▶ [Aim of the task]
Word for word, copy all of the entries.

▶ [Records for the exercise]
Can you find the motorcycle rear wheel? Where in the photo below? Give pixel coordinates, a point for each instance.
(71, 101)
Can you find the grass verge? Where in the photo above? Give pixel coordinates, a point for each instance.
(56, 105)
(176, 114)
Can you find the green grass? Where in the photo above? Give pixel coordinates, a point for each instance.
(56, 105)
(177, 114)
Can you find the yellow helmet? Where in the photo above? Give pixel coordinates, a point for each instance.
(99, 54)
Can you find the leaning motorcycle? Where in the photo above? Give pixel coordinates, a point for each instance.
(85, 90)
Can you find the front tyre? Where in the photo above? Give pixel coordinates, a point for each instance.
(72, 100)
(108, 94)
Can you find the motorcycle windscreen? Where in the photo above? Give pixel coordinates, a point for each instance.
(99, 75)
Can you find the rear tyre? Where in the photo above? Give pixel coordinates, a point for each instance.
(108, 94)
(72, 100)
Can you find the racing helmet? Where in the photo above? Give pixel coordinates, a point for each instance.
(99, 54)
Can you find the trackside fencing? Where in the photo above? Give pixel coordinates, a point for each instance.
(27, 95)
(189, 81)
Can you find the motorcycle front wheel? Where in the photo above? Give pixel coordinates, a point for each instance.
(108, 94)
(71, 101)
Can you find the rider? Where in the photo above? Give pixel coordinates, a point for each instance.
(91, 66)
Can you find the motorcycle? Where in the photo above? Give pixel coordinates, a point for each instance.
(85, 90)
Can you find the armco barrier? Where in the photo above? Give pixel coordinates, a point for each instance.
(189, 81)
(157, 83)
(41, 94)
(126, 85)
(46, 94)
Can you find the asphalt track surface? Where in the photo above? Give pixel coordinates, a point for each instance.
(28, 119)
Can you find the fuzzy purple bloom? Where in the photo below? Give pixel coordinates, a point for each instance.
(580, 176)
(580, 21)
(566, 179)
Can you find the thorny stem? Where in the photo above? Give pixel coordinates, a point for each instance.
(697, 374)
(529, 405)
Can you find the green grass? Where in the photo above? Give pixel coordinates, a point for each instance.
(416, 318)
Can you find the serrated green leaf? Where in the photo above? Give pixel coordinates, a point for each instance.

▶ [Task answer]
Can you find the motorcycle rear wheel? Where in the photo below? Give pixel coordinates, a point for each instance.
(71, 101)
Can you find the grass verge? Where in the photo above? Give pixel coordinates, a point for each instance.
(56, 105)
(176, 114)
Can you find the green grass? Where in the photo above? Give pixel coordinates, a point for each instance.
(56, 105)
(177, 114)
Can you find the yellow helmet? Where in the photo above? Give pixel coordinates, a point for each instance.
(99, 54)
Can you find the leaning motorcycle? Where in the photo above? Give pixel coordinates, a point for each instance.
(85, 90)
Can you find the front tyre? Where in the photo above? Give pixel coordinates, a point for each instance.
(72, 100)
(108, 94)
Can you find the motorcycle windscreen? Where in the photo above? Give pixel coordinates, a point for each instance.
(99, 75)
Can you find the rear tyre? Where in the photo above? Give pixel coordinates, a point for each instance.
(108, 94)
(72, 100)
Can you find the racing helmet? Where in the photo above? Give pixel coordinates, a point for each instance.
(99, 54)
Can you find the trackside fencing? Where in the photo above? Give pixel coordinates, a point for each instance.
(27, 95)
(189, 81)
Can you find the motorcycle front wheel? Where in the photo above? Give pixel coordinates, a point for each instance.
(108, 94)
(71, 101)
Can you find the rider? Where in the photo above? Give pixel coordinates, a point for each instance.
(91, 66)
Can you find the motorcycle? Where in the photo above? Give pixel coordinates, a point for each instance.
(85, 90)
Can you find the armco barrier? Where in the photo above? Give pixel coordinates, a point for each instance.
(189, 81)
(157, 83)
(41, 94)
(126, 85)
(46, 94)
Can you find the asphalt track surface? Where in the photo above? Give pixel coordinates, a point for each instance.
(28, 119)
Can you find the fuzzy purple bloom? Where in the photo below? Give pixel coordinates, a point for each instance.
(580, 176)
(580, 21)
(566, 179)
Can you find the thorny stem? Where in the photo above? Give pixel coordinates, a point for each instance.
(697, 374)
(529, 405)
Can you find the green grass? Where in the photo above? Give pixel coordinates, a point for each instance.
(416, 318)
Can you find the serrated green leaf? Where in the photo above? Give pixel coordinates, a point for each instance.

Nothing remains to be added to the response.